→ **To be done**
Please show every line in the entries below that contains the string "brown". Case counts.

→ **Records for the exercise**

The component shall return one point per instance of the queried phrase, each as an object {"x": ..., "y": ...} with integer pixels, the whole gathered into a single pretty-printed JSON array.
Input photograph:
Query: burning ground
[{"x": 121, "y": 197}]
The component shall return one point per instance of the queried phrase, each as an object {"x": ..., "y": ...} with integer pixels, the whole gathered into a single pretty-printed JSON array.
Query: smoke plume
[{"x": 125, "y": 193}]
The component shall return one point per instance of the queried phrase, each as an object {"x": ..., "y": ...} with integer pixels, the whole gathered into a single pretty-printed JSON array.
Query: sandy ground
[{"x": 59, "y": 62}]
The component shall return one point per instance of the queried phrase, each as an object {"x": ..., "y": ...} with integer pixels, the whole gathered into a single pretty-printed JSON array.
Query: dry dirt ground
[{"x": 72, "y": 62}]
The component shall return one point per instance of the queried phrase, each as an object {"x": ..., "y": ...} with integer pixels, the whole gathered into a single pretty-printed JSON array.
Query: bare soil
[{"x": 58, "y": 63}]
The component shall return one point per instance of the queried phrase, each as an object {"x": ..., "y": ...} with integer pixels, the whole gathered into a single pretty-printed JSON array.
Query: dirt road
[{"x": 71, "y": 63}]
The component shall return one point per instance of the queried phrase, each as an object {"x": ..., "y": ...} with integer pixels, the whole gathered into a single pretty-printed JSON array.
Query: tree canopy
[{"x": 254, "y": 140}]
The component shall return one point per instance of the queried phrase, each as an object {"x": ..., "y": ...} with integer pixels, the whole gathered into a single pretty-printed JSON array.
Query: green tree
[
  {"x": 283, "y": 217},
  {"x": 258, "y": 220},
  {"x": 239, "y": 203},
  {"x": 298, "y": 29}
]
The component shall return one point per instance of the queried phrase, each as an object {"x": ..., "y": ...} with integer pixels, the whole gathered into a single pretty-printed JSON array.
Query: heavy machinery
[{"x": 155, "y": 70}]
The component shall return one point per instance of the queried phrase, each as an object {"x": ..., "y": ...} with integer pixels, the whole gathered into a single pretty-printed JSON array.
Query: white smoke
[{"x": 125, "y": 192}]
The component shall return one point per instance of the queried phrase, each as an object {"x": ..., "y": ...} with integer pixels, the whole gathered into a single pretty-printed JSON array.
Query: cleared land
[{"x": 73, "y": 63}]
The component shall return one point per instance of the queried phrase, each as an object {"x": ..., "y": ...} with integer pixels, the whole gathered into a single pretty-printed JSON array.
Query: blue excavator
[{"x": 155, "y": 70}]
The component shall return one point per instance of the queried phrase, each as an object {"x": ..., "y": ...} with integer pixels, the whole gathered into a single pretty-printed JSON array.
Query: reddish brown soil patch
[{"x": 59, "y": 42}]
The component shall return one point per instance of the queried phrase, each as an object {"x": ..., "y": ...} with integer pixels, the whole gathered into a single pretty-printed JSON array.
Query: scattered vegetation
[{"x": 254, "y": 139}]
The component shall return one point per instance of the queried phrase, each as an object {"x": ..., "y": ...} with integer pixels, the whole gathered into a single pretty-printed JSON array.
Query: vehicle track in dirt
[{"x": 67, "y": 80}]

==

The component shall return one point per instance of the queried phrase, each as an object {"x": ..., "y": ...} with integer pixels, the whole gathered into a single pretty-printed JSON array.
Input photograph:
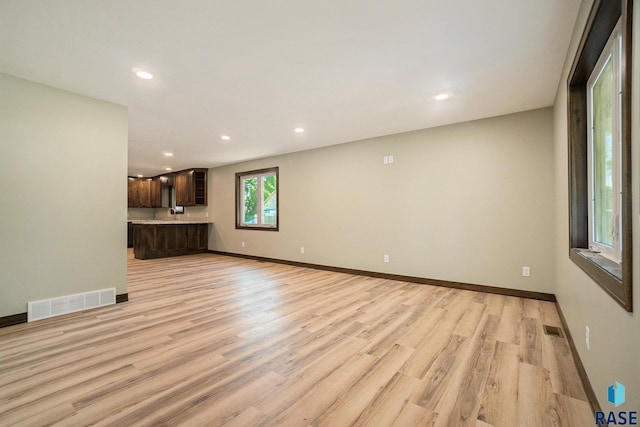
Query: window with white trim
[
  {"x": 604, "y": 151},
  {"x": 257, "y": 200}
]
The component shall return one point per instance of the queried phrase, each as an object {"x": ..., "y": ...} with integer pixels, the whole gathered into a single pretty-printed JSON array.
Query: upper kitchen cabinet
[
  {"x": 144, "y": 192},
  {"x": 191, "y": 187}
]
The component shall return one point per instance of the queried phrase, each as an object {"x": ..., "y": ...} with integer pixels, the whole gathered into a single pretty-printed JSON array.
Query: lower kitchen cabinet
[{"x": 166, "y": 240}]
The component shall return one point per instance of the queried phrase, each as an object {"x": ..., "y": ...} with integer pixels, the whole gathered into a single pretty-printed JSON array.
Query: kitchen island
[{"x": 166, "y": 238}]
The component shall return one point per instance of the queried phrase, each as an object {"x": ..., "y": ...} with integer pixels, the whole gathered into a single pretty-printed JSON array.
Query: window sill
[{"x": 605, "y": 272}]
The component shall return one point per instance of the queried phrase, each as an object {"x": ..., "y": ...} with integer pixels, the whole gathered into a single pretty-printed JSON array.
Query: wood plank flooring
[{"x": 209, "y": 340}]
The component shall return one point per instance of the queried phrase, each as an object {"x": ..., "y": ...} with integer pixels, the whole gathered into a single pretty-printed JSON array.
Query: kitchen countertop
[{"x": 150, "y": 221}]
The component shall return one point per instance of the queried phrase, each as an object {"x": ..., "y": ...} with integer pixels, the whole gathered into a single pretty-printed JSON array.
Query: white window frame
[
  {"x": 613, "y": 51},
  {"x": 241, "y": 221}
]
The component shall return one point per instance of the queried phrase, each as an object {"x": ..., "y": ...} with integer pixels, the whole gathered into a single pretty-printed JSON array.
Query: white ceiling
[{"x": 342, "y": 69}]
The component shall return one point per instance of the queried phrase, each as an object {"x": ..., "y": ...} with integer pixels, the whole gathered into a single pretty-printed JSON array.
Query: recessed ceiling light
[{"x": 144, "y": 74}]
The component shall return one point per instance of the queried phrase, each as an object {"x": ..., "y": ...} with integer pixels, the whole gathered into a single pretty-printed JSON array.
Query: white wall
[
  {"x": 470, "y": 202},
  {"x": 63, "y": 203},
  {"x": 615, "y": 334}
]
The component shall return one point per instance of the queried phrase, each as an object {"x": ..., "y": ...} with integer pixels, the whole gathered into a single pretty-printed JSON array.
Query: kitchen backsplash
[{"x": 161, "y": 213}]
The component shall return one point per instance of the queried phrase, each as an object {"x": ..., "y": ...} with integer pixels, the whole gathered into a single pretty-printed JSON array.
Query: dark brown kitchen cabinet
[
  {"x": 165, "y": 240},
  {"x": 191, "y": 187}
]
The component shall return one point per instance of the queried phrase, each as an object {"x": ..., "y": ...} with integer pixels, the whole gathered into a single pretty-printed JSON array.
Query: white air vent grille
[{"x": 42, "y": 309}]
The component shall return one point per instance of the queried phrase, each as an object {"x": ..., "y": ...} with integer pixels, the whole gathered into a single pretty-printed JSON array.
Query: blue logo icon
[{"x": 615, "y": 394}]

→ **Solution to this problem**
Query: reddish brown soil patch
Query: dark brown kitchen cabinet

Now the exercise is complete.